**TRY IT**
Nothing but the lines from the one containing "For every instance of the pediment, put" through the end of the entries should be set down, each exactly as written.

[Start of Attachment]

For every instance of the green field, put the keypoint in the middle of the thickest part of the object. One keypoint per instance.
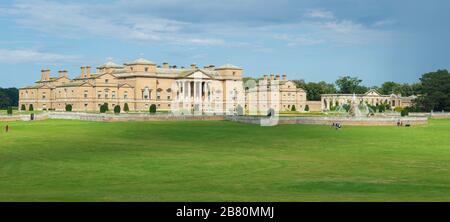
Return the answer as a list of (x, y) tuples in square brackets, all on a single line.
[(59, 160)]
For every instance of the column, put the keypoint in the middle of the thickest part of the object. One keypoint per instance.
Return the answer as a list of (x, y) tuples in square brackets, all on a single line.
[(195, 90), (189, 90)]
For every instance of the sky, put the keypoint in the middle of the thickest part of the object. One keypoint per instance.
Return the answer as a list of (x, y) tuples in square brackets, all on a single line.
[(314, 40)]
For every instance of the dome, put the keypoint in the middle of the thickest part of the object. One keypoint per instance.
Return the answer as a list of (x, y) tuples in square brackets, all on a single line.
[(141, 61), (110, 65), (229, 66)]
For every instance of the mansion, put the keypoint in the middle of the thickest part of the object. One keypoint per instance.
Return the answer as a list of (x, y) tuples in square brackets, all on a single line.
[(141, 83)]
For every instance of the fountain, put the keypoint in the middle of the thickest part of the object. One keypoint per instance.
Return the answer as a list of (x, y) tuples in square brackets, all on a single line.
[(354, 109)]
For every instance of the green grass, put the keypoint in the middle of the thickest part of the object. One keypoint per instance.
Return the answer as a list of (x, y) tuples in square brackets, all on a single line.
[(57, 160)]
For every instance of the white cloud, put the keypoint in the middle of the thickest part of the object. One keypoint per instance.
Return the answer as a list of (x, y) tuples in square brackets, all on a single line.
[(76, 20), (319, 13), (299, 40), (79, 20), (34, 56)]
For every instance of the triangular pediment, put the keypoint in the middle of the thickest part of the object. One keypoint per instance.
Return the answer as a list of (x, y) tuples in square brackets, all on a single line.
[(198, 74)]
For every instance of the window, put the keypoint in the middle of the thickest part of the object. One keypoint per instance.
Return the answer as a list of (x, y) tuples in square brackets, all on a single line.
[(146, 93)]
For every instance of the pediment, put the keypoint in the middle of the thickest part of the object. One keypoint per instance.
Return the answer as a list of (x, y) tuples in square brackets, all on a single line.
[(198, 75), (372, 92)]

[End of Attachment]

**THE ANSWER**
For every instance of the pediment, put the keypoint in the middle of the thickest part of the object. One keypoint per instance.
Return the answer as a list of (x, y) tuples in square brackets, all on a single line.
[(198, 75), (372, 92)]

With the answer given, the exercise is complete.